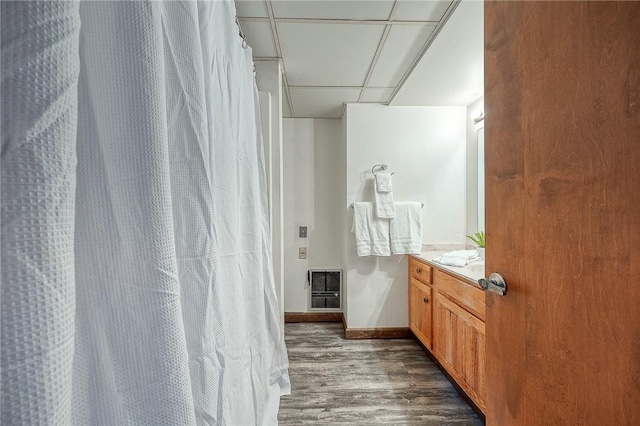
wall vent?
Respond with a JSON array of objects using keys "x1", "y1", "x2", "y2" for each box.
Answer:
[{"x1": 308, "y1": 269, "x2": 342, "y2": 311}]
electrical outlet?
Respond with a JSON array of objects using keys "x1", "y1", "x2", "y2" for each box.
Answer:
[
  {"x1": 299, "y1": 226, "x2": 307, "y2": 238},
  {"x1": 299, "y1": 247, "x2": 307, "y2": 259}
]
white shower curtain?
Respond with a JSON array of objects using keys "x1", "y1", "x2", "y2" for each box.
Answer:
[{"x1": 1, "y1": 1, "x2": 290, "y2": 424}]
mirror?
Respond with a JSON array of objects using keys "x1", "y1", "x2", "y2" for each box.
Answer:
[{"x1": 477, "y1": 126, "x2": 485, "y2": 231}]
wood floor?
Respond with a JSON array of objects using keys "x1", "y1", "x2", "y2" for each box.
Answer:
[{"x1": 278, "y1": 322, "x2": 484, "y2": 425}]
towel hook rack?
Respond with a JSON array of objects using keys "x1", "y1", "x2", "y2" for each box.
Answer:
[{"x1": 372, "y1": 164, "x2": 394, "y2": 176}]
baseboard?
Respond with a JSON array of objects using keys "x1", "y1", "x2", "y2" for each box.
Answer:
[
  {"x1": 284, "y1": 312, "x2": 343, "y2": 323},
  {"x1": 288, "y1": 312, "x2": 411, "y2": 340},
  {"x1": 344, "y1": 327, "x2": 411, "y2": 340}
]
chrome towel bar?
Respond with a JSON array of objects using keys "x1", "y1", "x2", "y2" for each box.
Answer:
[{"x1": 349, "y1": 202, "x2": 423, "y2": 208}]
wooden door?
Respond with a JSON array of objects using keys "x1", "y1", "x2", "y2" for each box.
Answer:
[{"x1": 485, "y1": 2, "x2": 640, "y2": 424}]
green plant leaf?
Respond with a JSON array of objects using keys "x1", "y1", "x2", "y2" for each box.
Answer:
[{"x1": 466, "y1": 230, "x2": 485, "y2": 248}]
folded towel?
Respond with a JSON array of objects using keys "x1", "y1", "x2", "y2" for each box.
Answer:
[
  {"x1": 352, "y1": 202, "x2": 390, "y2": 256},
  {"x1": 374, "y1": 174, "x2": 395, "y2": 218},
  {"x1": 375, "y1": 173, "x2": 392, "y2": 193},
  {"x1": 389, "y1": 202, "x2": 422, "y2": 255},
  {"x1": 433, "y1": 250, "x2": 479, "y2": 267}
]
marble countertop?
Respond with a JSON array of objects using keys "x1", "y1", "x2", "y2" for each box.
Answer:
[{"x1": 412, "y1": 251, "x2": 485, "y2": 284}]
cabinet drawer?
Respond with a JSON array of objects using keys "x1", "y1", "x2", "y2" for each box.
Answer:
[
  {"x1": 409, "y1": 257, "x2": 432, "y2": 285},
  {"x1": 434, "y1": 269, "x2": 485, "y2": 321}
]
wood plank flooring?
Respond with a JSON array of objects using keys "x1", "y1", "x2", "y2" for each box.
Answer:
[{"x1": 279, "y1": 322, "x2": 484, "y2": 425}]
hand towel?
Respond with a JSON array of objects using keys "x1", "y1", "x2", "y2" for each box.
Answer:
[
  {"x1": 389, "y1": 202, "x2": 422, "y2": 255},
  {"x1": 375, "y1": 173, "x2": 392, "y2": 193},
  {"x1": 374, "y1": 174, "x2": 395, "y2": 218},
  {"x1": 352, "y1": 202, "x2": 390, "y2": 256},
  {"x1": 433, "y1": 250, "x2": 479, "y2": 267}
]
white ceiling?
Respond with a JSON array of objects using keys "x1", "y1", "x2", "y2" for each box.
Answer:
[
  {"x1": 236, "y1": 0, "x2": 482, "y2": 118},
  {"x1": 391, "y1": 0, "x2": 484, "y2": 106}
]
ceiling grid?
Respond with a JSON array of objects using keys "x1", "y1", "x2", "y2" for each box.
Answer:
[
  {"x1": 265, "y1": 0, "x2": 296, "y2": 117},
  {"x1": 236, "y1": 0, "x2": 479, "y2": 119}
]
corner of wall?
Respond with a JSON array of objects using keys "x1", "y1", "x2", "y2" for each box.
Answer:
[{"x1": 255, "y1": 61, "x2": 285, "y2": 323}]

------------------------------------------------

* To do *
Exactly and exclusively, repeat the lines from the line that contains "corner of wall?" through the end of the records, both ends included.

* Output for this task *
corner of wall?
Respond with a JSON array of objects using keys "x1", "y1", "x2", "y2" for each box.
Answer:
[{"x1": 255, "y1": 61, "x2": 285, "y2": 323}]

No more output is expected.